Petunjuk Soal
Ubah semua baris di bawah ini menjadi tabel Markdown berkolom "Nomor" untuk nomor urut dan "Isi baris" untuk teks setiap baris. Baris kosong tidak perlu dimasukkan.
________
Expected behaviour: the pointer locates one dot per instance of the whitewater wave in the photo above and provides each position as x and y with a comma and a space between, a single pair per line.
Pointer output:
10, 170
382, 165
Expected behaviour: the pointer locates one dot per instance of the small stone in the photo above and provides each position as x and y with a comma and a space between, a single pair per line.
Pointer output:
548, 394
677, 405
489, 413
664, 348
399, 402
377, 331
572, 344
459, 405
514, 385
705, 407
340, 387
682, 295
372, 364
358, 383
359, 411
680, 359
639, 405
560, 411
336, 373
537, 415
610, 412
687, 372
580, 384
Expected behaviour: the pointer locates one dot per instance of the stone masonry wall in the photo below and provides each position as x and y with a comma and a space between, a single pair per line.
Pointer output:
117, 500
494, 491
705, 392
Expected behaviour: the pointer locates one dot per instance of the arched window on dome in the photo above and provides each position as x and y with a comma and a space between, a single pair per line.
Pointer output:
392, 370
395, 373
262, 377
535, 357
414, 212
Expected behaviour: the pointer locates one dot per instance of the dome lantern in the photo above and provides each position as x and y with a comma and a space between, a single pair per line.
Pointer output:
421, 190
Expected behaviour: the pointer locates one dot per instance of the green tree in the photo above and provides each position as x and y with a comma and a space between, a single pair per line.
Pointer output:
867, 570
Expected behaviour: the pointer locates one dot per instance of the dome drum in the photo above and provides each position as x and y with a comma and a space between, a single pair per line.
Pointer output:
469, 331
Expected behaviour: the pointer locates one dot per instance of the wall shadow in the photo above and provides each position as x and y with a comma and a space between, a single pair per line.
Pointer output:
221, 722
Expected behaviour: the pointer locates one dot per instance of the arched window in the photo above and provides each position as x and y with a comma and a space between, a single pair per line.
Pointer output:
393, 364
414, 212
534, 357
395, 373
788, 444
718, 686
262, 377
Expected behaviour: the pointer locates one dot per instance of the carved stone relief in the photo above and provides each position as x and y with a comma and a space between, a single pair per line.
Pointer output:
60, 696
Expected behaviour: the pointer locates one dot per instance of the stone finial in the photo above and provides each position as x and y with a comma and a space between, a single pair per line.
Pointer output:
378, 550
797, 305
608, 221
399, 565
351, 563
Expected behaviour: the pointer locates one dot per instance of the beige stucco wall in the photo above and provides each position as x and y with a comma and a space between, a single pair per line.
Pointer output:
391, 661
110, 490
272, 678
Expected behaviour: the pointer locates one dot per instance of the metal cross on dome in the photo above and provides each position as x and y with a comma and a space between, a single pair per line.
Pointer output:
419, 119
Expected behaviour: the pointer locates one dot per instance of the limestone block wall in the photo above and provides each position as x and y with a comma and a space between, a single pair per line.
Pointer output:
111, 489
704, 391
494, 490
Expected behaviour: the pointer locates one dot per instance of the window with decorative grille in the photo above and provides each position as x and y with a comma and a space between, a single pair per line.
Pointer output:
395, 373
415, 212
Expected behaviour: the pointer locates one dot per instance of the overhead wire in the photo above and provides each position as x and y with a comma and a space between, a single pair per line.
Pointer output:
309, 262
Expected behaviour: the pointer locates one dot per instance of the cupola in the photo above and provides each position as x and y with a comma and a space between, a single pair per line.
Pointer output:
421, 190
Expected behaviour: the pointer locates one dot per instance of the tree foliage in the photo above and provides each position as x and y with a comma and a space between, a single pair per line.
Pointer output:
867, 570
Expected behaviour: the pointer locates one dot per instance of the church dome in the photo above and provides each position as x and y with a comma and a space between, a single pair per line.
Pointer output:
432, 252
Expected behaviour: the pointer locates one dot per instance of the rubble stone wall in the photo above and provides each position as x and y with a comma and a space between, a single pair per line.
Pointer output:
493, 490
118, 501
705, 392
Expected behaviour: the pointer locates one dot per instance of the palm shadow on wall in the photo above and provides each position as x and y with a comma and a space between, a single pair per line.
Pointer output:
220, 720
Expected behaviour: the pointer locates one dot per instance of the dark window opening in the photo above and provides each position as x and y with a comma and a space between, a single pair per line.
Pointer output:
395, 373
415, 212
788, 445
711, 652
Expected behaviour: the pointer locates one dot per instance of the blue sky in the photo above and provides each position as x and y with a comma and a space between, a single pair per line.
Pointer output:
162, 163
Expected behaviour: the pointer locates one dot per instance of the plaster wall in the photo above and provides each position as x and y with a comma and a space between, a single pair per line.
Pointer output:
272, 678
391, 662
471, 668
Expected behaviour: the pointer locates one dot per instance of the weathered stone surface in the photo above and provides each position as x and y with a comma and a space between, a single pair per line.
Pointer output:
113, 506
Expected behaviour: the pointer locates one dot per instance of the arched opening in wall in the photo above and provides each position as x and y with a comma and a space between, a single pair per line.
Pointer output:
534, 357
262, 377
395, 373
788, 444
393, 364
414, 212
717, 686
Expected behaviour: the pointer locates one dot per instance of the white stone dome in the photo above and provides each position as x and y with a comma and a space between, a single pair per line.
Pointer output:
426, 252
________
Hasil Soal Ini
| Nomor | Isi baris |
|---|---|
| 1 | Expected behaviour: the pointer locates one dot per instance of the whitewater wave in the photo above and provides each position as x and y with a comma and a space between, a single pair per line. |
| 2 | Pointer output: |
| 3 | 10, 170 |
| 4 | 382, 165 |
| 5 | Expected behaviour: the pointer locates one dot per instance of the small stone in the photo above and provides each position as x and y with a comma and a space between, a single pair per line. |
| 6 | Pointer output: |
| 7 | 548, 394 |
| 8 | 677, 405 |
| 9 | 489, 413 |
| 10 | 664, 348 |
| 11 | 399, 402 |
| 12 | 377, 331 |
| 13 | 572, 344 |
| 14 | 459, 405 |
| 15 | 514, 385 |
| 16 | 705, 407 |
| 17 | 340, 387 |
| 18 | 682, 295 |
| 19 | 372, 364 |
| 20 | 358, 383 |
| 21 | 359, 411 |
| 22 | 680, 359 |
| 23 | 639, 405 |
| 24 | 560, 411 |
| 25 | 336, 373 |
| 26 | 537, 415 |
| 27 | 610, 412 |
| 28 | 687, 372 |
| 29 | 580, 384 |
| 30 | Expected behaviour: the pointer locates one dot per instance of the stone masonry wall in the photo below and provides each position as x and y with a comma and a space between, a single pair per line. |
| 31 | Pointer output: |
| 32 | 117, 500 |
| 33 | 494, 491 |
| 34 | 705, 392 |
| 35 | Expected behaviour: the pointer locates one dot per instance of the arched window on dome in the photo above and provides each position as x and y with a comma and a space between, a single pair per line. |
| 36 | Pointer output: |
| 37 | 392, 370 |
| 38 | 395, 373 |
| 39 | 262, 377 |
| 40 | 535, 357 |
| 41 | 414, 212 |
| 42 | Expected behaviour: the pointer locates one dot per instance of the dome lantern in the photo above and provides each position as x and y with a comma and a space between, a single pair per line. |
| 43 | Pointer output: |
| 44 | 421, 190 |
| 45 | Expected behaviour: the pointer locates one dot per instance of the green tree in the photo above and provides each position as x and y with a comma and a space between, a single pair per line. |
| 46 | Pointer output: |
| 47 | 867, 570 |
| 48 | Expected behaviour: the pointer locates one dot per instance of the dome drum in the photo above and provides each position as x and y with a comma and a space between, a single pair per line. |
| 49 | Pointer output: |
| 50 | 469, 331 |
| 51 | Expected behaviour: the pointer locates one dot per instance of the wall shadow in the photo above and provides each position as x and y with a comma and a space between, a single pair per line. |
| 52 | Pointer output: |
| 53 | 221, 722 |
| 54 | Expected behaviour: the pointer locates one dot per instance of the arched window in the photo above and provides each position as x and y with a comma and a space between, a single pair per line. |
| 55 | Pointer output: |
| 56 | 393, 364 |
| 57 | 414, 212 |
| 58 | 534, 357 |
| 59 | 395, 373 |
| 60 | 788, 444 |
| 61 | 718, 686 |
| 62 | 262, 377 |
| 63 | Expected behaviour: the pointer locates one dot per instance of the carved stone relief in the photo above and provides each position as x and y with a comma and a space between, a single pair per line. |
| 64 | Pointer output: |
| 65 | 60, 696 |
| 66 | Expected behaviour: the pointer locates one dot per instance of the stone finial in the photo above and provides each position as x and y with a comma and a space between, a single pair per line. |
| 67 | Pointer output: |
| 68 | 378, 550 |
| 69 | 797, 305 |
| 70 | 608, 221 |
| 71 | 399, 565 |
| 72 | 351, 563 |
| 73 | Expected behaviour: the pointer locates one dot per instance of the beige stucco wall in the photo above and provides each position as x and y with a comma and a space between, a single pair per line. |
| 74 | Pointer output: |
| 75 | 391, 661 |
| 76 | 110, 490 |
| 77 | 272, 678 |
| 78 | Expected behaviour: the pointer locates one dot per instance of the metal cross on dome in the photo above and provides each position as x and y with a comma and a space between, a single pair per line. |
| 79 | Pointer output: |
| 80 | 419, 119 |
| 81 | Expected behaviour: the pointer locates one dot per instance of the limestone block wall in the photo above and provides each position as x and y with a comma and a space between, a single pair per line. |
| 82 | Pointer output: |
| 83 | 111, 489 |
| 84 | 704, 391 |
| 85 | 494, 490 |
| 86 | Expected behaviour: the pointer locates one dot per instance of the window with decorative grille in the photo above and provides each position as x and y with a comma and a space between, a single pair per line. |
| 87 | Pointer output: |
| 88 | 395, 373 |
| 89 | 415, 212 |
| 90 | Expected behaviour: the pointer locates one dot per instance of the overhead wire in the photo above and provides each position as x and y with a comma and a space between, a single pair per line. |
| 91 | Pointer output: |
| 92 | 309, 262 |
| 93 | Expected behaviour: the pointer locates one dot per instance of the cupola in the photo above and provides each position as x and y with a comma and a space between, a single pair per line. |
| 94 | Pointer output: |
| 95 | 421, 190 |
| 96 | Expected behaviour: the pointer locates one dot per instance of the tree foliage in the photo above and provides each position as x and y with a comma and a space between, a single pair per line. |
| 97 | Pointer output: |
| 98 | 867, 570 |
| 99 | Expected behaviour: the pointer locates one dot per instance of the church dome in the photo above and provides each position as x and y with a comma and a space between, a single pair per line. |
| 100 | Pointer output: |
| 101 | 432, 252 |
| 102 | Expected behaviour: the pointer locates one dot per instance of the rubble stone wall in the photo above and provides each position as x and y with a comma and a space between, a single pair per line. |
| 103 | Pointer output: |
| 104 | 493, 490 |
| 105 | 118, 501 |
| 106 | 705, 392 |
| 107 | Expected behaviour: the pointer locates one dot per instance of the palm shadow on wall in the photo above and provides each position as x and y with a comma and a space between, a single pair per line. |
| 108 | Pointer output: |
| 109 | 220, 720 |
| 110 | Expected behaviour: the pointer locates one dot per instance of the dark window opening in the photo above and provides each position as x and y with a comma and a space between, a single pair per line. |
| 111 | Pointer output: |
| 112 | 395, 373 |
| 113 | 415, 212 |
| 114 | 788, 445 |
| 115 | 711, 652 |
| 116 | Expected behaviour: the pointer locates one dot per instance of the blue sky in the photo above and provides each position as x and y with a comma and a space between, a single pair per line. |
| 117 | Pointer output: |
| 118 | 162, 163 |
| 119 | Expected behaviour: the pointer locates one dot per instance of the plaster wall in the photo above and provides each position as x and y with a comma and a space between, a single pair per line. |
| 120 | Pointer output: |
| 121 | 272, 678 |
| 122 | 391, 662 |
| 123 | 471, 668 |
| 124 | Expected behaviour: the pointer locates one dot per instance of the weathered stone surface in the photo above and provides each position as x and y with a comma and a space between, a single pair per line. |
| 125 | Pointer output: |
| 126 | 113, 506 |
| 127 | Expected behaviour: the pointer locates one dot per instance of the arched opening in wall in the photo above and provides each position as x and y with a comma and a space between, a single pair per line. |
| 128 | Pointer output: |
| 129 | 534, 357 |
| 130 | 262, 377 |
| 131 | 395, 373 |
| 132 | 788, 444 |
| 133 | 393, 364 |
| 134 | 414, 212 |
| 135 | 717, 686 |
| 136 | Expected behaviour: the pointer locates one dot per instance of the white stone dome in the photo above and provides each position as x and y with a comma and a space between, a single pair per line. |
| 137 | Pointer output: |
| 138 | 426, 252 |